» **Task brief**:
Report how many lines of the data contain the word "concrete", matching case exactly. Give only the number.

» **Recorded information**:
★ ★ ★ ★ ★

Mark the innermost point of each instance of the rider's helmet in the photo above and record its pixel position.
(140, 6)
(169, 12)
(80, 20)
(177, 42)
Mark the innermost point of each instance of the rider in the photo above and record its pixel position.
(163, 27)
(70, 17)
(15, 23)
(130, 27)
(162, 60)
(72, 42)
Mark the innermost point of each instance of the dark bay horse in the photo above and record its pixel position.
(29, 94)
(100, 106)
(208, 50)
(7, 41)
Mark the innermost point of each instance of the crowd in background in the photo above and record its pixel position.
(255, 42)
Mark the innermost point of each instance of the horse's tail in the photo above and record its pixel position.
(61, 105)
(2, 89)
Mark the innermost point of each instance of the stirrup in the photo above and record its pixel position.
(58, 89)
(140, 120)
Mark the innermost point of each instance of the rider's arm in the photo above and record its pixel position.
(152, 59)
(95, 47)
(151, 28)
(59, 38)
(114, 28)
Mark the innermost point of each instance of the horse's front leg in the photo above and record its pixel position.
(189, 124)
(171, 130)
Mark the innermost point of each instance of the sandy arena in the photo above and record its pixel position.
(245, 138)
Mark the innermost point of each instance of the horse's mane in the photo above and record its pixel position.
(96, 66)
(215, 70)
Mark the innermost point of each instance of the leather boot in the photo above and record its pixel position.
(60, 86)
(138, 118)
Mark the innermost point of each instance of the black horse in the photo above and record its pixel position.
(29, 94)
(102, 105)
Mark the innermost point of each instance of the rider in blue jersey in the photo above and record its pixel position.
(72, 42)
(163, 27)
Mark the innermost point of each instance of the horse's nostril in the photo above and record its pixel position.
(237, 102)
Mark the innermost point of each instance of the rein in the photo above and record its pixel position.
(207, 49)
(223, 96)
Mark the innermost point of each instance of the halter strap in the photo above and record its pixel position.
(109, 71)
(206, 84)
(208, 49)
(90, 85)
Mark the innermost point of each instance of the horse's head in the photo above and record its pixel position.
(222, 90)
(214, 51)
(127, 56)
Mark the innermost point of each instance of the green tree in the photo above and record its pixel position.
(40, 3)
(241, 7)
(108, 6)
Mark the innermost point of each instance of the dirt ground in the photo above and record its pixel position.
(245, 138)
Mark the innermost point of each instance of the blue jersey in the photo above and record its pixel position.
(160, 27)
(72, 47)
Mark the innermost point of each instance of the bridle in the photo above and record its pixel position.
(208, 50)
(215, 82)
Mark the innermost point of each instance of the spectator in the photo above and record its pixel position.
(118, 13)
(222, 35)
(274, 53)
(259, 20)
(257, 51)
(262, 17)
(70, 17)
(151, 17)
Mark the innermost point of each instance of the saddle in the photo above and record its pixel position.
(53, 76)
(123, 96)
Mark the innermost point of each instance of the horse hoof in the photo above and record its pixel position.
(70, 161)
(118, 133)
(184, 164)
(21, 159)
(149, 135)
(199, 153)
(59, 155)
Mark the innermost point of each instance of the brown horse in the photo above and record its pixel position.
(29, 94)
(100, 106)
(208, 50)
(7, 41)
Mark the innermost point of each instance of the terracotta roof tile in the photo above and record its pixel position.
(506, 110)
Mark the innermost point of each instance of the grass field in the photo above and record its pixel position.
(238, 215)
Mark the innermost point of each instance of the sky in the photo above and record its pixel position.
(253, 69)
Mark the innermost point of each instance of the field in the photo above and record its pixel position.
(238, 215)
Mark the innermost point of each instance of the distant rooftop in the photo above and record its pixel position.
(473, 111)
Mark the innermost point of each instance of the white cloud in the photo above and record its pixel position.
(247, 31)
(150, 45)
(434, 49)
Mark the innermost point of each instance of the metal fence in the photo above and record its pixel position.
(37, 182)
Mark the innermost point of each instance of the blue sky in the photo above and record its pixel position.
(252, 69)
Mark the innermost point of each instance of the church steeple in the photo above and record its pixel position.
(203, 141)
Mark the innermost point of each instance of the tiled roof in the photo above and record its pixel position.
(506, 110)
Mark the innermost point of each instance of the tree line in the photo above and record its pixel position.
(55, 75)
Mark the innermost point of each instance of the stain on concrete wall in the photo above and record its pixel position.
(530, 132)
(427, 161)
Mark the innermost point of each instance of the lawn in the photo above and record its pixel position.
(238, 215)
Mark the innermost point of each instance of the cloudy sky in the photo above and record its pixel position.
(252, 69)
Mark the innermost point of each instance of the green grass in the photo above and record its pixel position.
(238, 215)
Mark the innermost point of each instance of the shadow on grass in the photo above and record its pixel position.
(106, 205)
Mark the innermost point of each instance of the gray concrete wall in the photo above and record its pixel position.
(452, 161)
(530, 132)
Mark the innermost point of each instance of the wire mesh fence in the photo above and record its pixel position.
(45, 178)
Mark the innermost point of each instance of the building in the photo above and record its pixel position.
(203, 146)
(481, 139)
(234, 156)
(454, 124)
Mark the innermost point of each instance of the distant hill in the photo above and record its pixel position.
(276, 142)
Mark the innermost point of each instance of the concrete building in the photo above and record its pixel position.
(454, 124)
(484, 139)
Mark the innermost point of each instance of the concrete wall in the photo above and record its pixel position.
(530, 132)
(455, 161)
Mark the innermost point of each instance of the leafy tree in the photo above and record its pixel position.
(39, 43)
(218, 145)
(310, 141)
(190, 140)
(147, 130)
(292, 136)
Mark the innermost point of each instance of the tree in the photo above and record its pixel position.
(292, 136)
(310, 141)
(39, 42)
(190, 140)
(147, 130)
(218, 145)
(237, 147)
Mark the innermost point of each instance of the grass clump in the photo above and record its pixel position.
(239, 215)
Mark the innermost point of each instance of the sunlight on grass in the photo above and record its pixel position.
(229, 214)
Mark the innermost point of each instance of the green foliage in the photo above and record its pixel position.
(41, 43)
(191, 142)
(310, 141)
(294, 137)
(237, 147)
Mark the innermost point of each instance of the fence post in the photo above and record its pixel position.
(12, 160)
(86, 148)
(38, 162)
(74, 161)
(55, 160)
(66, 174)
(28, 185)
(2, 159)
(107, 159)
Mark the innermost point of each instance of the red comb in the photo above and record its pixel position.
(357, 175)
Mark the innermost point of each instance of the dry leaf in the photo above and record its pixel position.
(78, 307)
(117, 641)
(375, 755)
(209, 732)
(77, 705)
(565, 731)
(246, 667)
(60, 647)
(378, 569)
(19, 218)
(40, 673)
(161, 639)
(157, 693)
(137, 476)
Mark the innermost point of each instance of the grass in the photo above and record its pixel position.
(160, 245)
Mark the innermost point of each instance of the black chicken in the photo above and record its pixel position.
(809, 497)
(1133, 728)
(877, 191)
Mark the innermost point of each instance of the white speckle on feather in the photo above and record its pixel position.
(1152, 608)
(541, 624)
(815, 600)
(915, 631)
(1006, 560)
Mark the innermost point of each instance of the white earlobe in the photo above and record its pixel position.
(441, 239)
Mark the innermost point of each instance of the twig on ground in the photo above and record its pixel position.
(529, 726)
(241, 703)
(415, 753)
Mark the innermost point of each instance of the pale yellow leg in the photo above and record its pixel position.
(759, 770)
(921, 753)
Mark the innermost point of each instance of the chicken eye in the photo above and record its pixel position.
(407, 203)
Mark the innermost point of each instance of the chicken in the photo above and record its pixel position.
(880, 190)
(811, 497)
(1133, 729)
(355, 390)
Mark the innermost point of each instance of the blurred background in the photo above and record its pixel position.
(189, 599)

★ ★ ★ ★ ★

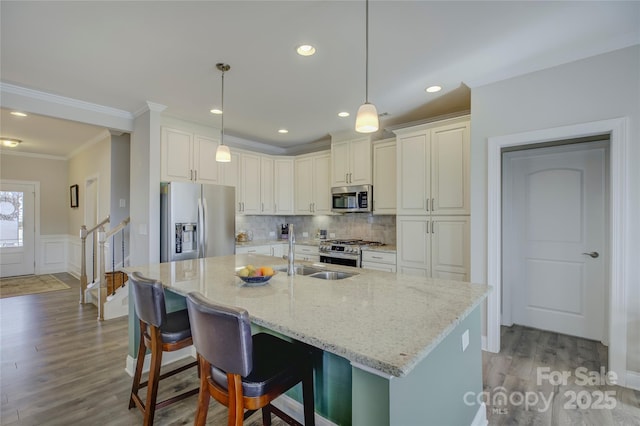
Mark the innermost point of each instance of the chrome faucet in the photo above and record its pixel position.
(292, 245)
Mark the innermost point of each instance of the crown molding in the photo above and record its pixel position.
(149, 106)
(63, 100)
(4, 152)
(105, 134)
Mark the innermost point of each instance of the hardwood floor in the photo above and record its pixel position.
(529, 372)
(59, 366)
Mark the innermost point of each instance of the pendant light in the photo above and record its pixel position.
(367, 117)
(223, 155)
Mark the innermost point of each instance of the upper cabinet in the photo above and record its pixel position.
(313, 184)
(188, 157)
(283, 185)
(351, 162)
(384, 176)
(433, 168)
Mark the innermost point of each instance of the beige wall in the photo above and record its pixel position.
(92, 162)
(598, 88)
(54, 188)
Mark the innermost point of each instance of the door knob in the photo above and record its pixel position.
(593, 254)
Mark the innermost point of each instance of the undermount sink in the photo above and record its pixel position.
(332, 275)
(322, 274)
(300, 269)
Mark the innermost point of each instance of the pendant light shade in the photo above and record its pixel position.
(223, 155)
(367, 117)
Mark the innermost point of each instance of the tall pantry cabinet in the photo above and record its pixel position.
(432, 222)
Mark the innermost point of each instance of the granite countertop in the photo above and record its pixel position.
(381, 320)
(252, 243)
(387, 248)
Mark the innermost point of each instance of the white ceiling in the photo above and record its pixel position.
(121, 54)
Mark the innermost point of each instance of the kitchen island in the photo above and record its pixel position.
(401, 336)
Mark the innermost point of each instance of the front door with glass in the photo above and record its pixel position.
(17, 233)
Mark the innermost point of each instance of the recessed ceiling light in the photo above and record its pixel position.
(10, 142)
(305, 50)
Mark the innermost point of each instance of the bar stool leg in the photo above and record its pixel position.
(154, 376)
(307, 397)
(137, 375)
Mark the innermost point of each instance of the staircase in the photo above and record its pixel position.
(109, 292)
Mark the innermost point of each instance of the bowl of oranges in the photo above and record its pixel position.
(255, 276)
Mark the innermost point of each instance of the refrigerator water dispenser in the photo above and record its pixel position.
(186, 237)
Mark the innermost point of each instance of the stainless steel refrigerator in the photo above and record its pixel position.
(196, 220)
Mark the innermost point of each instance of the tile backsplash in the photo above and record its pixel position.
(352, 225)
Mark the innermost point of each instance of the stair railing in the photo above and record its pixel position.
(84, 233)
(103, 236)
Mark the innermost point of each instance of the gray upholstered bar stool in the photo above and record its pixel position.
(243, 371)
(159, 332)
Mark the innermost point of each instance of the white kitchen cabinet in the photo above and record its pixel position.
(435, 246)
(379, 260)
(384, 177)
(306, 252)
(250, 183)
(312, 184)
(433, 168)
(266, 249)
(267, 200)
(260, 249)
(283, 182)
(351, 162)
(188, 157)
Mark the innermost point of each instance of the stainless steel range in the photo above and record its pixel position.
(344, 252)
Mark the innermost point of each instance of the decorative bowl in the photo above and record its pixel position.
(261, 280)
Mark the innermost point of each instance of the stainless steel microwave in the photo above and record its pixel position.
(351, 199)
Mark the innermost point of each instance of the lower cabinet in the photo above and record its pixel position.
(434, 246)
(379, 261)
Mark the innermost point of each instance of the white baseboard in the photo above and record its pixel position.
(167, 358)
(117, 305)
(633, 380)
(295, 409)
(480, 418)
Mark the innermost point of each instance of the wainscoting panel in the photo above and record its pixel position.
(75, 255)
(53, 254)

★ ★ ★ ★ ★

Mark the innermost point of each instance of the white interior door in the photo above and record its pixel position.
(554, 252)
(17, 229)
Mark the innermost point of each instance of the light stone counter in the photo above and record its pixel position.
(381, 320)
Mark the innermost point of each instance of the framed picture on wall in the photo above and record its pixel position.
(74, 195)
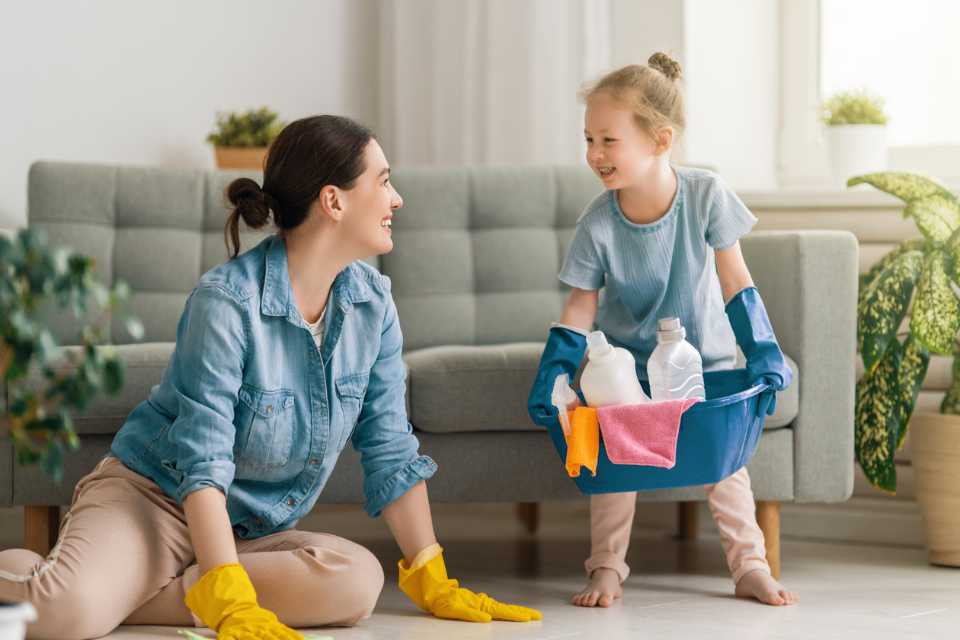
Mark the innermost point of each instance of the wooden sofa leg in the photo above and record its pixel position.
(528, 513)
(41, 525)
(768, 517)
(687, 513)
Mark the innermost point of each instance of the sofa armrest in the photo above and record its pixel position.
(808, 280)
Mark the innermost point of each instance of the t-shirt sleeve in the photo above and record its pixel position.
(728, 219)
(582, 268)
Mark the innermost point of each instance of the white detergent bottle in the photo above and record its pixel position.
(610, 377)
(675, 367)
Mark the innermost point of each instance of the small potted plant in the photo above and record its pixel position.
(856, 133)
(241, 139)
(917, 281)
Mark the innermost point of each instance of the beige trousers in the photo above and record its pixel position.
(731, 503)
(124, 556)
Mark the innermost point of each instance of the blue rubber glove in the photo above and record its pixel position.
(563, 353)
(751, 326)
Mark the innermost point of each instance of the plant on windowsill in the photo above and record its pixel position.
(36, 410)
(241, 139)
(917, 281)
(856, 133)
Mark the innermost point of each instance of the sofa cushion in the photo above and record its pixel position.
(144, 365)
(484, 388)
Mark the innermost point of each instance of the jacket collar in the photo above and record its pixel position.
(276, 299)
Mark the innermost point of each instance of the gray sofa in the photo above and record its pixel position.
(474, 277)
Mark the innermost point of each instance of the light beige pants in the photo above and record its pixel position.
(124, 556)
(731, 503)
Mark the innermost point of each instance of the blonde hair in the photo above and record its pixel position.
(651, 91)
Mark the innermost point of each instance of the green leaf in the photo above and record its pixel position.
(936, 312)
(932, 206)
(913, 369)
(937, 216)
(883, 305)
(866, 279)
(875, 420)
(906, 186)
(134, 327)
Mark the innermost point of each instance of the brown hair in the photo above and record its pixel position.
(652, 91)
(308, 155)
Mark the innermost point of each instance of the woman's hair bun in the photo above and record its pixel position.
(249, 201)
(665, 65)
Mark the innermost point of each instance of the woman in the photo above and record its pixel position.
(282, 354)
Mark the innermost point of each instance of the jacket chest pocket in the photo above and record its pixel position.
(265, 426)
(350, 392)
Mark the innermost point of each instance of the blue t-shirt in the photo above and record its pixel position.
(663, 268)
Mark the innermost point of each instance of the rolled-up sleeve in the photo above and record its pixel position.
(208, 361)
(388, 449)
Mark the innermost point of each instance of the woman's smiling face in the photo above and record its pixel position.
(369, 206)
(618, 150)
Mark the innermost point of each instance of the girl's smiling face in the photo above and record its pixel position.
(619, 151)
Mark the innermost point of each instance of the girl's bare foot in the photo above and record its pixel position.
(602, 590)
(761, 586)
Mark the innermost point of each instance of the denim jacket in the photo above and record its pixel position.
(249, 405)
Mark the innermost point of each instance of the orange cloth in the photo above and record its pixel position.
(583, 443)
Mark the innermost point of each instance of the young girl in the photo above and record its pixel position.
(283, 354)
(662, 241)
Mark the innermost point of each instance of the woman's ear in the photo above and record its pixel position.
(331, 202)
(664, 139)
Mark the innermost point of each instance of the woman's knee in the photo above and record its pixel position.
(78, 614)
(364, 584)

★ ★ ★ ★ ★

» **Reply to the task**:
4